- _EXERCISE_:
Write out the whole listing again, exactly as given.
━━ DATASET ENTRIES ━━
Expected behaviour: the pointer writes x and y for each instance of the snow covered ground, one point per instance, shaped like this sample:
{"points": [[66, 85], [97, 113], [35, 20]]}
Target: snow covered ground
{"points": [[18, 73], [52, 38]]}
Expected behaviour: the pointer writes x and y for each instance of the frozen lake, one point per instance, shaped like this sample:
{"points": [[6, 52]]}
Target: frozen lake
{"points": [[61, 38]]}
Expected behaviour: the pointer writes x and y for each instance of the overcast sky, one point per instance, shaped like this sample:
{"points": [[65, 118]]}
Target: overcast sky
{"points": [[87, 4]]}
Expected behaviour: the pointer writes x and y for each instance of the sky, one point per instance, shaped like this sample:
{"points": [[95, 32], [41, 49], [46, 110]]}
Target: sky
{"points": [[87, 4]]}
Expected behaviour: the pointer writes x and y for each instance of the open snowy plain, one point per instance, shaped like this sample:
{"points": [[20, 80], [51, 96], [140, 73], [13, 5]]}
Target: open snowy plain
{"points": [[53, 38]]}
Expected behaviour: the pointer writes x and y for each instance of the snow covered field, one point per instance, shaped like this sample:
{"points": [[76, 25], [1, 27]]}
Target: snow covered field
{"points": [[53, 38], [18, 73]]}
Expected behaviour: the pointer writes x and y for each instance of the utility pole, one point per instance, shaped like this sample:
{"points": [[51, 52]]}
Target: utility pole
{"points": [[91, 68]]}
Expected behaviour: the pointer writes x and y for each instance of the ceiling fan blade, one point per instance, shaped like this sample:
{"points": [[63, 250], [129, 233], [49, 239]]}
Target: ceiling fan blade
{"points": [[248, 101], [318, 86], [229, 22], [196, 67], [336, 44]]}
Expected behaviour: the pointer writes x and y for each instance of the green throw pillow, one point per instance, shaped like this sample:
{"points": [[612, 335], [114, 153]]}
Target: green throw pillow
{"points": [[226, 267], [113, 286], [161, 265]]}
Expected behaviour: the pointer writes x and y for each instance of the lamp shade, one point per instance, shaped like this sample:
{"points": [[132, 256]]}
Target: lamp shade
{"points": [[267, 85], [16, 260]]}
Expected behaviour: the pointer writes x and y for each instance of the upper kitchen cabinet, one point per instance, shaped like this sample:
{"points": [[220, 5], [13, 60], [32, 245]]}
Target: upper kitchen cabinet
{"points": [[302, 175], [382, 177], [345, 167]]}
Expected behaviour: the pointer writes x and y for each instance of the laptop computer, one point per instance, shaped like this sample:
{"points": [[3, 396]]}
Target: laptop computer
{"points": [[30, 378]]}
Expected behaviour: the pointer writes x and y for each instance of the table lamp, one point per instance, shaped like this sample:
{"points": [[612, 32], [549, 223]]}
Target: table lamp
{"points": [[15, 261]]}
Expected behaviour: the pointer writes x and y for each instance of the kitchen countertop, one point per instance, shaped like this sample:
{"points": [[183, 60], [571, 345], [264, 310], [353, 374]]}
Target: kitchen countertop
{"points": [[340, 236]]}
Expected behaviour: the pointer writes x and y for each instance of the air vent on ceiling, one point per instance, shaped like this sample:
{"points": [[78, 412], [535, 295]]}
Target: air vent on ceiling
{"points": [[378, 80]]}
━━━
- _EXPECTED OUTPUT_:
Expected behaviour: the pointer writes x and y for each instance of the snow covered ground, one point per instance, shaped like this sample:
{"points": [[66, 85], [97, 113], [35, 20]]}
Target: snow covered ground
{"points": [[18, 73], [52, 38]]}
Expected behaviour: the pointer writes x and y for each instance of the frozen lake, one point per instance, shaped like this sample:
{"points": [[6, 52]]}
Target: frozen lake
{"points": [[61, 38]]}
Expected behaviour: the pointer writes x and y for each instance of the overcast sky, one point per instance, shaped like this sample:
{"points": [[65, 118]]}
Target: overcast sky
{"points": [[87, 4]]}
Expected behaviour: the pointer writes x and y for each instance of the sky, one point per instance, shaped like this sample:
{"points": [[95, 32], [41, 49], [46, 110]]}
Target: sky
{"points": [[87, 4]]}
Expected behaviour: the pointer writes x and y for each instance of the open snowy plain, one point per instance, shaped like this sample:
{"points": [[20, 80], [51, 96], [140, 73], [13, 5]]}
Target: open snowy plain
{"points": [[53, 38]]}
Expected behaviour: the pointer writes x and y for each instance of the snow covered field, one point per instance, shaped like this sample:
{"points": [[76, 25], [1, 27]]}
Target: snow covered field
{"points": [[53, 38], [18, 73]]}
Expected behaviour: the pointer writes x and y for each instance of the utility pole, one point per instance, shaped like this sample:
{"points": [[51, 52]]}
Target: utility pole
{"points": [[91, 68]]}
Expected behaviour: the pointer writes x and y for each instance of the ceiling fan blade, one point per instance, shaped like this sample:
{"points": [[63, 250], [129, 233], [49, 239]]}
Target: ceiling fan blade
{"points": [[248, 101], [318, 86], [229, 22], [196, 67], [336, 44]]}
Expected behaviour: the pointer writes x and y for each instance of the green throw pillow, one point per instance, shaped like this sample:
{"points": [[612, 335], [114, 153]]}
Target: green throw pillow
{"points": [[226, 267], [113, 286], [161, 265]]}
Expected behaviour: the pointer writes x and y for each instance of the lamp shade, one point per instance, shaped like this sample:
{"points": [[132, 256]]}
Target: lamp shade
{"points": [[267, 85], [16, 260]]}
Expected behaviour: the pointer writes x and y for each instance of the upper kitchen cabinet, one point per instance, shaped like this sample:
{"points": [[220, 5], [13, 60], [32, 245]]}
Target: upper kitchen cabinet
{"points": [[302, 175], [382, 177], [345, 167]]}
Expected behaviour: the pointer writes x and y for each instance of the laptop computer, one point per instance, shaped like this sample:
{"points": [[3, 396]]}
Target: laptop computer
{"points": [[30, 378]]}
Expected behaviour: the pointer writes x and y for each instance of the table lamp, one point per instance, shaped like this sample:
{"points": [[612, 32], [549, 223]]}
Target: table lamp
{"points": [[15, 261]]}
Expected behaviour: the pointer writes x and y for each instance of the kitchen countertop, one point per instance, shaped like this sample:
{"points": [[183, 60], [571, 345], [264, 310], [353, 374]]}
Target: kitchen countertop
{"points": [[340, 236]]}
Expected behaviour: the pointer writes x and y for each instance of the air vent on ceiling, one point per instance, shaped like this sample:
{"points": [[78, 412], [535, 295]]}
Target: air vent on ceiling
{"points": [[378, 80]]}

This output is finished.